■ **Exercise materials**
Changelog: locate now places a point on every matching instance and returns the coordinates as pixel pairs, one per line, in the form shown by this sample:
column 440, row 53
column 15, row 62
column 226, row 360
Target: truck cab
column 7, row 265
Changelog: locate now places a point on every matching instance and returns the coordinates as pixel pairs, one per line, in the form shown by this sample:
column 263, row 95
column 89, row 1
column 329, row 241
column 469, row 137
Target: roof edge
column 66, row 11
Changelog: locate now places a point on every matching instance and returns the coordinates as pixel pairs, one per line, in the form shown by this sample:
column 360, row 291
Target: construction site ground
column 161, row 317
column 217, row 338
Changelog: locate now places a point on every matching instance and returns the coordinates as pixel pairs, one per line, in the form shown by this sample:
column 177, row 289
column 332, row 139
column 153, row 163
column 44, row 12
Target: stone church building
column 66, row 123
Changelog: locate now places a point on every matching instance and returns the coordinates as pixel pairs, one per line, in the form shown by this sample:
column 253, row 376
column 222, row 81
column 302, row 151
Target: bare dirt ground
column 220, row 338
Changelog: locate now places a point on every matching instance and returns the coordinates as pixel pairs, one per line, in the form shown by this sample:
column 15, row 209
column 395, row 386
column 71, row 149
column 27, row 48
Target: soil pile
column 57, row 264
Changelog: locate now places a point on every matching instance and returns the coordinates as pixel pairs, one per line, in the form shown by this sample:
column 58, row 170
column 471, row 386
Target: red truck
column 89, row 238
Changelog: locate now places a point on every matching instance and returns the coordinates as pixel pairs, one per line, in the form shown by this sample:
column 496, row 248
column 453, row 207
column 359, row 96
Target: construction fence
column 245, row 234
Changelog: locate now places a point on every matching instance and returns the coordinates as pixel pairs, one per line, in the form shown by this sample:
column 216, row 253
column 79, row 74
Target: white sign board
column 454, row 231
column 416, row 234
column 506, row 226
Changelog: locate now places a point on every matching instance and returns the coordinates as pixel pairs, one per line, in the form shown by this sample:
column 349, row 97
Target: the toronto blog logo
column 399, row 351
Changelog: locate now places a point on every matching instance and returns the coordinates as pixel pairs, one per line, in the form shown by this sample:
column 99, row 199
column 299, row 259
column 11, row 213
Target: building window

■ **Task prompt**
Write out, from the lines above, only those from the line with "column 15, row 62" to the line with "column 302, row 151", exactly as given, including the first and the last.

■ **Answer section**
column 15, row 62
column 226, row 360
Target: truck cab
column 7, row 265
Changelog: locate now places a point on every matching instance and returns the coordinates as pixel pairs, one per line, in the form shown by this sample:
column 263, row 95
column 89, row 1
column 329, row 241
column 469, row 137
Target: roof edge
column 66, row 11
Changelog: locate now places a point on every matching instance and returns the coordinates as pixel pairs, one per line, in the form shown by this sample:
column 360, row 291
Target: construction site ground
column 161, row 317
column 217, row 338
Changelog: locate now places a point on every matching instance and returns the coordinates as pixel pairs, one per line, in the form shown by this sample:
column 177, row 289
column 332, row 139
column 153, row 163
column 44, row 12
Target: stone church building
column 66, row 123
Changelog: locate now places a point on every matching instance and returns the coordinates as pixel pairs, one per line, in the form shown by this sample:
column 253, row 376
column 222, row 81
column 302, row 151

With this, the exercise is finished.